**Exercise text**
──────────────────────────────
Earlier today, Karen wrote about the outbreak of the coronavirus in China. Or at least it was just in China at one point. Now it’s spread to several neighboring regions. The New York Post reports that the initially reported death toll has doubled in a matter of days, though that’s largely due to the fact that doctors now know what they’re looking for and are probably catching up on previously misidentified cases.

One fact from Karen’s article that really caught my eye (and not in a good way) was picked up yesterday at CNN. This is no longer a problem that’s “somebody else’s problem” on the other side of the Pacific Ocean. The first reported case in America has already shown up in Washington State.

The United States has its first confirmed case of a new virus that appeared in Wuhan, China, last month, the US Centers for Disease Control and Prevention announced Tuesday. The coronavirus has already sickened hundreds and killed six people in Asia.

CDC officials said the United States will be more strict about health screenings of airplane passengers arriving from Wuhan.

The unnamed patient arrived here from China on January 15 and didn’t even seek treatment until January 19. He likely contracted it before flying out, obviously, so that means that there’s a minimum of at least five days that a person can be infected before displaying obvious symptoms. That’s a lot of time to interact with people, including everyone else on the plane.
──────────────────────────────
**Source information**
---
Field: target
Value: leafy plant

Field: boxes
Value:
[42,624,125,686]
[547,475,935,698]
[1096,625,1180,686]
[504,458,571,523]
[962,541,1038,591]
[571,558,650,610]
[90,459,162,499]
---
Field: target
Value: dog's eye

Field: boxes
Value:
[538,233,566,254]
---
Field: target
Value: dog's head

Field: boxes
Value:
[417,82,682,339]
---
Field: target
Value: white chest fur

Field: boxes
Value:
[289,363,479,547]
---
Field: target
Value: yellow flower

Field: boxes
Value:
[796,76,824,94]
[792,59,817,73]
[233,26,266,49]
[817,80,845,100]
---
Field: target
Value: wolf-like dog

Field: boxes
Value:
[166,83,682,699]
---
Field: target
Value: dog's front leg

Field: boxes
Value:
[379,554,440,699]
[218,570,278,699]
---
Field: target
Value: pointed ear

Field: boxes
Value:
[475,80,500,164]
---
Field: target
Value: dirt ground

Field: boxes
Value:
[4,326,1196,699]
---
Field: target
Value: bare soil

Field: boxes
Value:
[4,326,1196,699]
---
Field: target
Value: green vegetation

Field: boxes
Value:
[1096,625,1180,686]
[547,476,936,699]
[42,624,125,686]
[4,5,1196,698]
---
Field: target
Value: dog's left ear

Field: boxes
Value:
──────────────────────────────
Copy the portion of the coronavirus text between "Earlier today, Karen" and "previously misidentified cases.", inclusive, word for word.

Earlier today, Karen wrote about the outbreak of the coronavirus in China. Or at least it was just in China at one point. Now it’s spread to several neighboring regions. The New York Post reports that the initially reported death toll has doubled in a matter of days, though that’s largely due to the fact that doctors now know what they’re looking for and are probably catching up on previously misidentified cases.